What you have to do: Search the records below for the line containing "One pin marks each instance of the fallen". Output that line and all later lines exactly; output nothing else.

Provided material:
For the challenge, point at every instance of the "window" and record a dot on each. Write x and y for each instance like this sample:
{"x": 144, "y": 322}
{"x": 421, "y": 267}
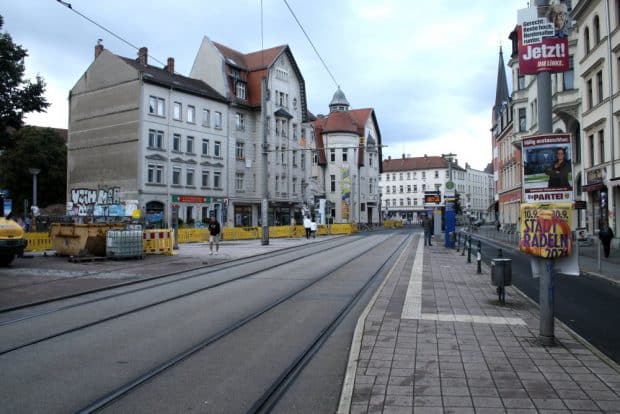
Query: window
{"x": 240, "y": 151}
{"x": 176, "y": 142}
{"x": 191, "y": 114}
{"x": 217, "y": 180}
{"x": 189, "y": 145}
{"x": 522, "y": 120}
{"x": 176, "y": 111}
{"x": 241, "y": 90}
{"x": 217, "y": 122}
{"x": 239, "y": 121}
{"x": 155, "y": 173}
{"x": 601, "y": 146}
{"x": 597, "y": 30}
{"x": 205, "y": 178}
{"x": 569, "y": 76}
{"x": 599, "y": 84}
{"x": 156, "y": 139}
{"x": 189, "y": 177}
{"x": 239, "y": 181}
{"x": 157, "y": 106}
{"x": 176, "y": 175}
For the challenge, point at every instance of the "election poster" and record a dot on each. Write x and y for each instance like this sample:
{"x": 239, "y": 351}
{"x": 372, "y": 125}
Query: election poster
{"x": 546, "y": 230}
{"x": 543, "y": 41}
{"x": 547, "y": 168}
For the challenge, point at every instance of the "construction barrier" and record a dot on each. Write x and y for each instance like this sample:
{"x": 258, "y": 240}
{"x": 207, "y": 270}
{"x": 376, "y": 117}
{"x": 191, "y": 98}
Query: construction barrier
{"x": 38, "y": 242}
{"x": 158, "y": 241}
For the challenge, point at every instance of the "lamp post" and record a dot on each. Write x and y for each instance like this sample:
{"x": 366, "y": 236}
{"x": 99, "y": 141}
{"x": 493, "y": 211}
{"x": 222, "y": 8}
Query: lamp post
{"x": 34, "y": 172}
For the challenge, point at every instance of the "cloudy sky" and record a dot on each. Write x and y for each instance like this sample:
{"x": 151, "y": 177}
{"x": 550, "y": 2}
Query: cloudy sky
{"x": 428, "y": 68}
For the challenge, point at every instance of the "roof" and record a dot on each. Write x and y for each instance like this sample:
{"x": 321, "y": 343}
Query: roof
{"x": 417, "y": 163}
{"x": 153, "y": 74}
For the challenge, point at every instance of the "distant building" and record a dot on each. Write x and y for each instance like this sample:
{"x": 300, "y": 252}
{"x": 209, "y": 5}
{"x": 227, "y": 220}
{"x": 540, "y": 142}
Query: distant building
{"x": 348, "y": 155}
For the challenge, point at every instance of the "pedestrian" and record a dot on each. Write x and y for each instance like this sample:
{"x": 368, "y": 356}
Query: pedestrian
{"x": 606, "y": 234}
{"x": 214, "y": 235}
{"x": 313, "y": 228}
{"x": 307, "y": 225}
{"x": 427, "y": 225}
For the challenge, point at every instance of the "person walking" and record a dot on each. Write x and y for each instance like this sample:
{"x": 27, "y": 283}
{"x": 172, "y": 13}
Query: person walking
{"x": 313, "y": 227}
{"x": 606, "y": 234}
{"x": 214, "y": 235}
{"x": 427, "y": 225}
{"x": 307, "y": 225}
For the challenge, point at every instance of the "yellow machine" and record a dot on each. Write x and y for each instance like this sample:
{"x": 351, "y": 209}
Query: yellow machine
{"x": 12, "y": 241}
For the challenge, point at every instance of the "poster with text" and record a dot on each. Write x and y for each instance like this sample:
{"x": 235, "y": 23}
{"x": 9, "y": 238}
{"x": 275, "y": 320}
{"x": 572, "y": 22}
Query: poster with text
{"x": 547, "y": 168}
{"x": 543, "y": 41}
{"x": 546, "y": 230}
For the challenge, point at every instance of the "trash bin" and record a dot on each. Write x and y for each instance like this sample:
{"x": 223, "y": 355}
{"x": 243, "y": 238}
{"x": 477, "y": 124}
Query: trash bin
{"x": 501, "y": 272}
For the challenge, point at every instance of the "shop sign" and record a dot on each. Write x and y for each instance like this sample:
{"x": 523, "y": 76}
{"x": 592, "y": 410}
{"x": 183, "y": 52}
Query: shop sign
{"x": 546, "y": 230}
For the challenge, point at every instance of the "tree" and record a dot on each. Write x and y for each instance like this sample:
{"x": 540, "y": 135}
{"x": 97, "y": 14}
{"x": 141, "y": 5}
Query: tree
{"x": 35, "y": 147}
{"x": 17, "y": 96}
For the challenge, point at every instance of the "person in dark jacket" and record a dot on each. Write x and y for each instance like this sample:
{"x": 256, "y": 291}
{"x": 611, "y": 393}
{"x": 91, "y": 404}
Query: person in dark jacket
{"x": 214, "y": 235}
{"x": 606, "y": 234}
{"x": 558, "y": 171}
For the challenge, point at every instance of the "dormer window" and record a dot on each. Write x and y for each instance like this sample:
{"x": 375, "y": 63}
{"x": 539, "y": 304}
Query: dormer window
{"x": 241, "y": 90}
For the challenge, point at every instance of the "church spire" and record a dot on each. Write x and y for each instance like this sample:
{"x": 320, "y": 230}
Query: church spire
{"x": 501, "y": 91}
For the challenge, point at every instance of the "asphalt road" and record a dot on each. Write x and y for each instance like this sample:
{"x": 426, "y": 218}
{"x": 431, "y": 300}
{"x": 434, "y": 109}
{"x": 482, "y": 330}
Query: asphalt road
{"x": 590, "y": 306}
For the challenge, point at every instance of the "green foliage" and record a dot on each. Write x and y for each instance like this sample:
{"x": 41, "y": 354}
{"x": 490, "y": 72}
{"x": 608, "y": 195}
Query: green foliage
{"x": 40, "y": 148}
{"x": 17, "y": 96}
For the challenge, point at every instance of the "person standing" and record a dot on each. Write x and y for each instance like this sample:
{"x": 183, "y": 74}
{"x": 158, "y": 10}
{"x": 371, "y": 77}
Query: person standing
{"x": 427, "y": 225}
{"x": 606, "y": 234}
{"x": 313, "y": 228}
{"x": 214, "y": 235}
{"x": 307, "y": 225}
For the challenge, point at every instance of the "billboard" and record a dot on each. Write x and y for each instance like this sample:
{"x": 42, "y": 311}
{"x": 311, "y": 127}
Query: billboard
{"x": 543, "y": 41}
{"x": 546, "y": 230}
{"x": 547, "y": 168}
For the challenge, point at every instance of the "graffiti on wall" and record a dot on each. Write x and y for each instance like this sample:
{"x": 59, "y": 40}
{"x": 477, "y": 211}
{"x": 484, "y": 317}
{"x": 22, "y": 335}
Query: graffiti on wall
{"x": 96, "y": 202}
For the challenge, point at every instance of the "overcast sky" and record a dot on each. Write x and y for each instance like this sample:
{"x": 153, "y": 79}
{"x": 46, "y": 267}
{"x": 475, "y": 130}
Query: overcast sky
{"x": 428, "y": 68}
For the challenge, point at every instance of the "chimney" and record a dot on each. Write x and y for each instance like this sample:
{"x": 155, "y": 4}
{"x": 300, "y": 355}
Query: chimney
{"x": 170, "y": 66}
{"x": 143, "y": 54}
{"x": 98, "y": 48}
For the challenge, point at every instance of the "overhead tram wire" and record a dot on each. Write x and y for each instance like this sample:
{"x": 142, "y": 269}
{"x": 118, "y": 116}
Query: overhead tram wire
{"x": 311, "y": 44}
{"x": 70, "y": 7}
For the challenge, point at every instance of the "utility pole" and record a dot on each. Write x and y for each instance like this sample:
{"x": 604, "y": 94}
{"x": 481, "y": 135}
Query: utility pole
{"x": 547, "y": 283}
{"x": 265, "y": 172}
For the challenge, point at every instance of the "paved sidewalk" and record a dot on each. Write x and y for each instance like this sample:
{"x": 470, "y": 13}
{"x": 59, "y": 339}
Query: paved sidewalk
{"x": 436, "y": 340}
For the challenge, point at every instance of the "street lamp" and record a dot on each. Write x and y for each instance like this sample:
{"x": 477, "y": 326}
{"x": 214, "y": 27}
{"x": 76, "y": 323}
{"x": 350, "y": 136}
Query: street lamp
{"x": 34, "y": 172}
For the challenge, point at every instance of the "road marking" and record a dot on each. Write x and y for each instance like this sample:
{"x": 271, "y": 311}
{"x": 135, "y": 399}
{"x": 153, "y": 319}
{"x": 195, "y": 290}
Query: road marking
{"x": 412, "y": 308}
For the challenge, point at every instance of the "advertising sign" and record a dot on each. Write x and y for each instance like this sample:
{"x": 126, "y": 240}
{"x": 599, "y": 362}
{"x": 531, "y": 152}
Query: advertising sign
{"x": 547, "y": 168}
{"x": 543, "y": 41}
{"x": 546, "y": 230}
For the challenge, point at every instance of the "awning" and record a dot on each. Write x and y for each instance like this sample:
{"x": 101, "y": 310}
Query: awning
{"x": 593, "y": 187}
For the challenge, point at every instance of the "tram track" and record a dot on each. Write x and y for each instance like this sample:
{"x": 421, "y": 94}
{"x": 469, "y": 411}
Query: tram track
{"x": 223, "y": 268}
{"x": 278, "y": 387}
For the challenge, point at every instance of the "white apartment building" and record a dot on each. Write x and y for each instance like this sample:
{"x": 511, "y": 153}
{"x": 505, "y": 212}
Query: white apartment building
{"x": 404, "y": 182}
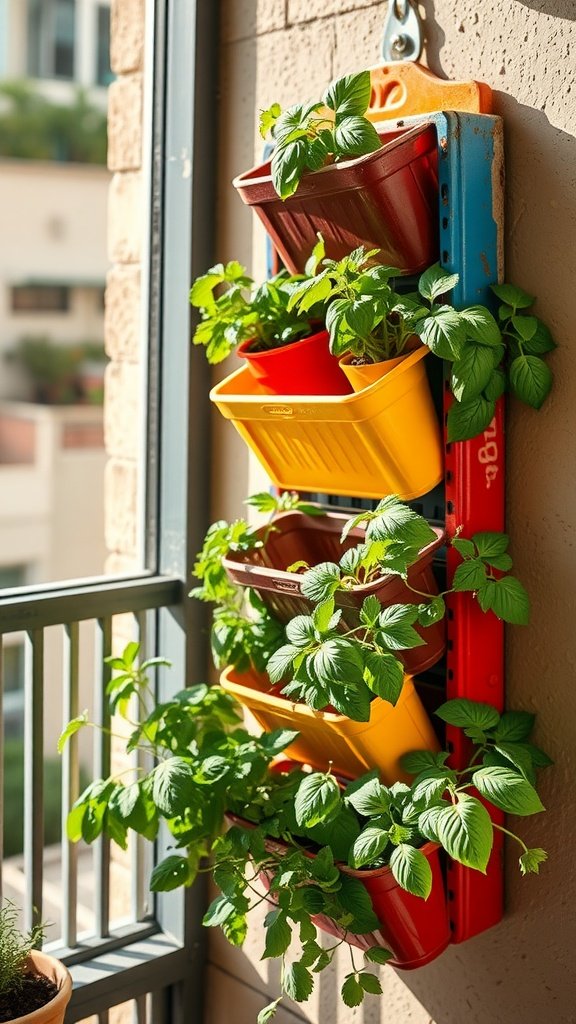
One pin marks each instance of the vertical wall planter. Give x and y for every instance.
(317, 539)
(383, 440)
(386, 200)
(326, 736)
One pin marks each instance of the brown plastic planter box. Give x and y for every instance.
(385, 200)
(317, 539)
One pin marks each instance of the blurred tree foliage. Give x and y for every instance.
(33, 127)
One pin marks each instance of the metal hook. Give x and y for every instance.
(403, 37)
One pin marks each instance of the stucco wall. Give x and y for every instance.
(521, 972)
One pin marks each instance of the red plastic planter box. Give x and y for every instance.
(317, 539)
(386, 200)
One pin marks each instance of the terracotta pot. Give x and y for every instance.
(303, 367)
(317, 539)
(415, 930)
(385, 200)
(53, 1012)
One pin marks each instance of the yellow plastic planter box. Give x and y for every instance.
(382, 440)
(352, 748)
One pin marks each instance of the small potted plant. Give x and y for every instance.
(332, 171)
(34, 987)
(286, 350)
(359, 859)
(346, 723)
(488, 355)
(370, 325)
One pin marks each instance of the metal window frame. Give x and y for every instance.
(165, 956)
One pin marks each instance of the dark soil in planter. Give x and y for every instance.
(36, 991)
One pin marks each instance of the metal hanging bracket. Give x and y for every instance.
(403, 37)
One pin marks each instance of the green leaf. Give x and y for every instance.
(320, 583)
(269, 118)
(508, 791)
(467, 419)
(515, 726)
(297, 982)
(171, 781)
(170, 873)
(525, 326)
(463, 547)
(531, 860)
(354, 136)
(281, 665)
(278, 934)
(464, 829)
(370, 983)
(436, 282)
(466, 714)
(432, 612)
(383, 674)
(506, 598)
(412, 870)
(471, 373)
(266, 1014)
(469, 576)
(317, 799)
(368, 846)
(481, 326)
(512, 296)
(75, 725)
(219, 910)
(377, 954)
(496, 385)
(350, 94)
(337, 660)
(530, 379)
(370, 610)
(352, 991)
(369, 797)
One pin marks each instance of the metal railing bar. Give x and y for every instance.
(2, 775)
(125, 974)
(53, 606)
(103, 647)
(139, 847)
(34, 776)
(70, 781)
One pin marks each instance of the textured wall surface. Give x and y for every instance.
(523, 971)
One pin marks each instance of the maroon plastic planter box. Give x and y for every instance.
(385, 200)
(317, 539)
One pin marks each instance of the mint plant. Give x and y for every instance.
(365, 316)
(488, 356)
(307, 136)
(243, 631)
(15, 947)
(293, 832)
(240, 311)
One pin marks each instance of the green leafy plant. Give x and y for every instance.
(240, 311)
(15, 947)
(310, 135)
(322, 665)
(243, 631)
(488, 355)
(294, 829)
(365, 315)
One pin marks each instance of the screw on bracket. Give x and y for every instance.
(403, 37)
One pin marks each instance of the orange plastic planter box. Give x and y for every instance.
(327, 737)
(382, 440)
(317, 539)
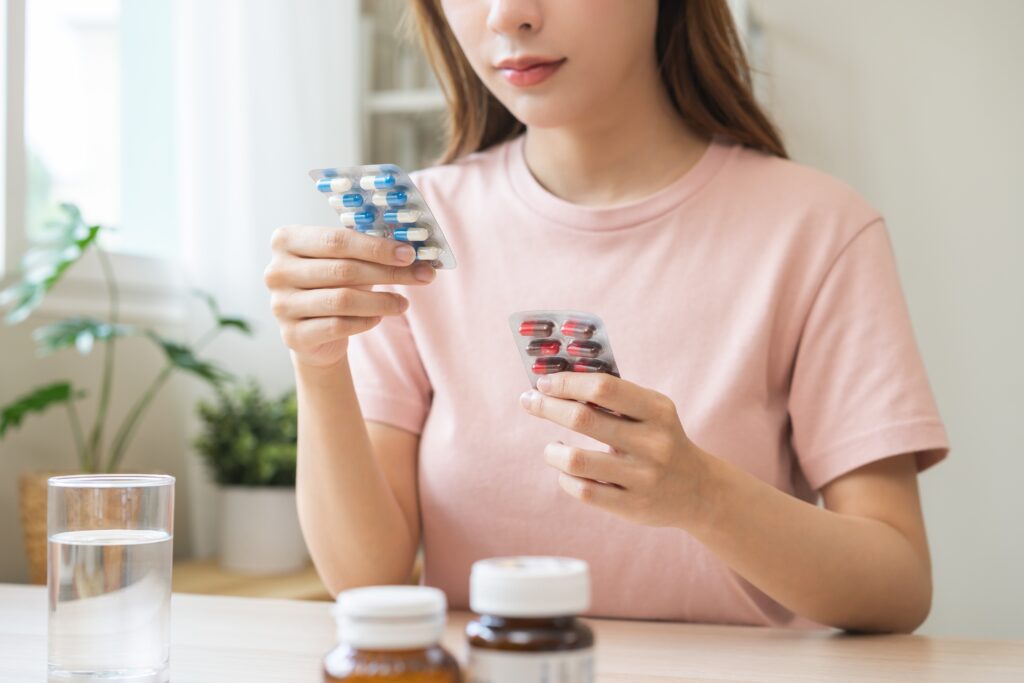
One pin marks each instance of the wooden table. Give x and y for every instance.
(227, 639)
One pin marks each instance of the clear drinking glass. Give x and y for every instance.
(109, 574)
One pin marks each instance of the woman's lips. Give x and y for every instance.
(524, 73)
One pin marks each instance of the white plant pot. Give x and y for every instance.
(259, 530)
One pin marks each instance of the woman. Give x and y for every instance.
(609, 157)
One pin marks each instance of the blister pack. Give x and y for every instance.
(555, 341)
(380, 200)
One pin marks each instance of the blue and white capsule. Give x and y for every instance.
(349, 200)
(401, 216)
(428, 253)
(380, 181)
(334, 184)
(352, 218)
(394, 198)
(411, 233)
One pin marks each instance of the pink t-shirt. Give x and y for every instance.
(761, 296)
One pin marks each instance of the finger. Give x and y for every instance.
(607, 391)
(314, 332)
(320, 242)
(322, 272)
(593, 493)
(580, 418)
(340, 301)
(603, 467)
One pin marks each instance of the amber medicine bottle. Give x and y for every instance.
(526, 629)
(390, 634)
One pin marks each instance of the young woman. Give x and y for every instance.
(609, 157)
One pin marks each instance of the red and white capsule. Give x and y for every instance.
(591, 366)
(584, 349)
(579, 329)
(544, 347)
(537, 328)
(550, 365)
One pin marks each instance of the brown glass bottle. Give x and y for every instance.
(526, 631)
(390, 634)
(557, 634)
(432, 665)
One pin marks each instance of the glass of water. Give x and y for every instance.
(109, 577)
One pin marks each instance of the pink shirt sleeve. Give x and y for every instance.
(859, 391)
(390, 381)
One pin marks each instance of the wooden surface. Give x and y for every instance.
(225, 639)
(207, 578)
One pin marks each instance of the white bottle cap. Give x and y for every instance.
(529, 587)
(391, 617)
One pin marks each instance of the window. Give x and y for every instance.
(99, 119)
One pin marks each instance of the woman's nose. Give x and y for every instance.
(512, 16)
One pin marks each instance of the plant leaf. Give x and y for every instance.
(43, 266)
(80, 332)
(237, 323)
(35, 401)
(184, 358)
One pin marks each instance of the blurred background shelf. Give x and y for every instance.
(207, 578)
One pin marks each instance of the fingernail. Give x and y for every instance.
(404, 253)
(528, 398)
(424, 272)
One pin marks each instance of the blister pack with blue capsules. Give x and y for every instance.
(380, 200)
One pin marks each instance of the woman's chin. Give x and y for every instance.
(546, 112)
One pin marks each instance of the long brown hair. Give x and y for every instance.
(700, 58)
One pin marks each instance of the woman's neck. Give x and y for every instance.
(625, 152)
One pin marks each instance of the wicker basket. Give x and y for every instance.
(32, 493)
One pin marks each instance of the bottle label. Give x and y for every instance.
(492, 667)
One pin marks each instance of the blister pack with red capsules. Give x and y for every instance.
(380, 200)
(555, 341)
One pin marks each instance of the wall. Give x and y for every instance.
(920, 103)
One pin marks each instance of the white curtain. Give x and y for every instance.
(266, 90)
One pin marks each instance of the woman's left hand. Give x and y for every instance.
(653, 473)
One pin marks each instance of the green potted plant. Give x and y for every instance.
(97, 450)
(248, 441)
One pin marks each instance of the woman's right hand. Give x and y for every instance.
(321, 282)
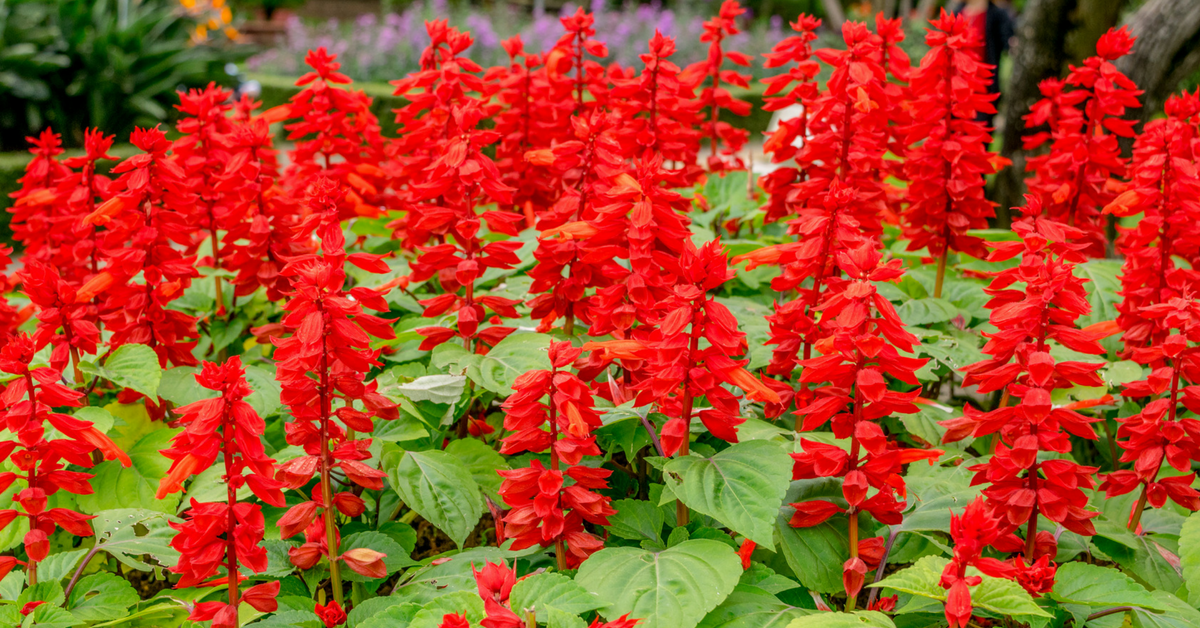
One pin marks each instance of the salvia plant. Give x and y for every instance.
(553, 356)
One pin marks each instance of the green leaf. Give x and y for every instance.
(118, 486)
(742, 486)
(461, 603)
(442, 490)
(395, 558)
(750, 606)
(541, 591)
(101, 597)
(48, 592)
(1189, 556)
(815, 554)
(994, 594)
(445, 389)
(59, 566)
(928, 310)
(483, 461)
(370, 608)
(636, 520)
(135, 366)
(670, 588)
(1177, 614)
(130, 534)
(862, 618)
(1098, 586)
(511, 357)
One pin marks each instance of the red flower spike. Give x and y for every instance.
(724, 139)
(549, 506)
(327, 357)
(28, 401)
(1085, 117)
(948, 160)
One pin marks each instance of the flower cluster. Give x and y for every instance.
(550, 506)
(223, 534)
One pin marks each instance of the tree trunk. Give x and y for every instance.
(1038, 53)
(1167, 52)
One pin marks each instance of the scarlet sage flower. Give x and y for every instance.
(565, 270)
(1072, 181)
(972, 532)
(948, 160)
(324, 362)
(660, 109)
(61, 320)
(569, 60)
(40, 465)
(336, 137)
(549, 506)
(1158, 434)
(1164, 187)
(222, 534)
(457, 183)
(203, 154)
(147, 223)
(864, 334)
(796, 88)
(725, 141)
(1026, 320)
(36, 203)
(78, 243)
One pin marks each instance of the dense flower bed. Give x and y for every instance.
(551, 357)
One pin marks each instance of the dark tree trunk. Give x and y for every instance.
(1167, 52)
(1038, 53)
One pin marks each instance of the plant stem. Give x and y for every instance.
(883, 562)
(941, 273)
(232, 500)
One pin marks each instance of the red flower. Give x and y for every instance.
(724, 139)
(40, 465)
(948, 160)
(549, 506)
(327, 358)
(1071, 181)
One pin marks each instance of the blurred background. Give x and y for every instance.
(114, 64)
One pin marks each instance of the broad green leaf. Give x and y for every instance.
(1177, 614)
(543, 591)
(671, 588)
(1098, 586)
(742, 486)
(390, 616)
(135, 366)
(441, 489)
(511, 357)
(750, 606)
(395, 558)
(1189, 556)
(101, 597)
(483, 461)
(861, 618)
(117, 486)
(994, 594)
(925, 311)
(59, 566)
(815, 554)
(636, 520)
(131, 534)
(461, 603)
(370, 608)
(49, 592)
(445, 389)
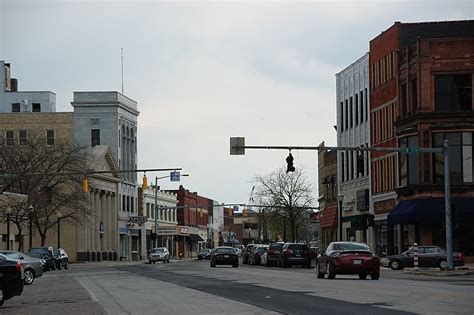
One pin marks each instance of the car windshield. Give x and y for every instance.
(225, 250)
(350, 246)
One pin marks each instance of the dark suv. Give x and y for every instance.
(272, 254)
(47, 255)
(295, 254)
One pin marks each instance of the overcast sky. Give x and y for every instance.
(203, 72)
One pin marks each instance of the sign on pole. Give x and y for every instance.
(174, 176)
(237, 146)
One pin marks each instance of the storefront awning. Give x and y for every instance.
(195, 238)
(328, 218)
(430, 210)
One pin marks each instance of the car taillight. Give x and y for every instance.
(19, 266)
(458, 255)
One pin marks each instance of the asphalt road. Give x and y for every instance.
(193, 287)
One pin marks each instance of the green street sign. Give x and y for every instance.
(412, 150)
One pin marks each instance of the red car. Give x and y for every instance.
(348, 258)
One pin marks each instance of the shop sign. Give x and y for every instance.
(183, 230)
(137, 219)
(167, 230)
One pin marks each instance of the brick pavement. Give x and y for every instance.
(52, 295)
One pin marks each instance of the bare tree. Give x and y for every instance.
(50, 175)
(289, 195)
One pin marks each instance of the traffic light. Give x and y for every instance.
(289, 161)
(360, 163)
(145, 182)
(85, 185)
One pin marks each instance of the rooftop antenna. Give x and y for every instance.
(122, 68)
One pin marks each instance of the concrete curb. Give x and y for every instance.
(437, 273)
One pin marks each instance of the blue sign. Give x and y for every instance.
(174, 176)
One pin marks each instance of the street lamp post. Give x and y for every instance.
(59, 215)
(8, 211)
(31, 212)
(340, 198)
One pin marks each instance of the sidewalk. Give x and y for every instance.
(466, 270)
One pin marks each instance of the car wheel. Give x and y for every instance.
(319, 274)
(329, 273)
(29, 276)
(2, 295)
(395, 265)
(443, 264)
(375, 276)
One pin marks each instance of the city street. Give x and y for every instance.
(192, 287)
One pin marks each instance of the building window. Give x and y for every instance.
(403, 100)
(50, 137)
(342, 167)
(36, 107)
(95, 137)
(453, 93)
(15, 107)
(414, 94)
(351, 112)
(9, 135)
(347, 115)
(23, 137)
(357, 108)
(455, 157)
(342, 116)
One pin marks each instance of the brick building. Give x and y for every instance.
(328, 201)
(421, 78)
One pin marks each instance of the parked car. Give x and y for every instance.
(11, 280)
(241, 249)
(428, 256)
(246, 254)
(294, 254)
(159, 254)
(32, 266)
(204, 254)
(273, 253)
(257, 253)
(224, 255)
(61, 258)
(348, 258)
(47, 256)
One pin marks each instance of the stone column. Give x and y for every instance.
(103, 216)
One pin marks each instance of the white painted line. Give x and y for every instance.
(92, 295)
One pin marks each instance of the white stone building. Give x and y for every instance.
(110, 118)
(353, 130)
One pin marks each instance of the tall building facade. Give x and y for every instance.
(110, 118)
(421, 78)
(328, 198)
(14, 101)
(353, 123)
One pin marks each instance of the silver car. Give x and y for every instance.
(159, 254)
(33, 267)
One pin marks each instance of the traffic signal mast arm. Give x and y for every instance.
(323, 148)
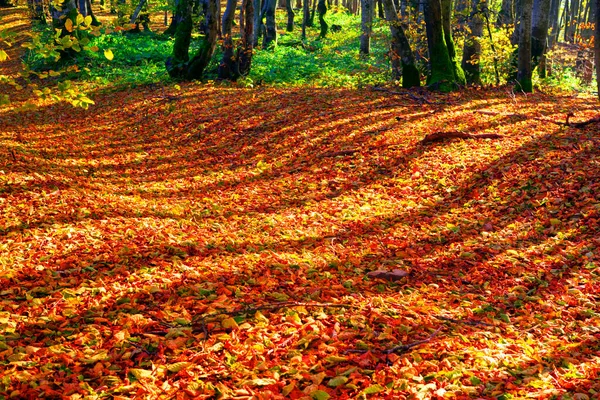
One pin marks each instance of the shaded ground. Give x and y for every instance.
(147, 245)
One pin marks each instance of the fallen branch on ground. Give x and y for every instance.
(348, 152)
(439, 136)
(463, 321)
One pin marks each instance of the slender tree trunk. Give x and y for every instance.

Answer below:
One pin marks each instance of the fallen branch on ground. Give x and y for every instance.
(348, 152)
(439, 136)
(463, 321)
One pin marks each instance of the slender tree trunk. Give x and y for every instance.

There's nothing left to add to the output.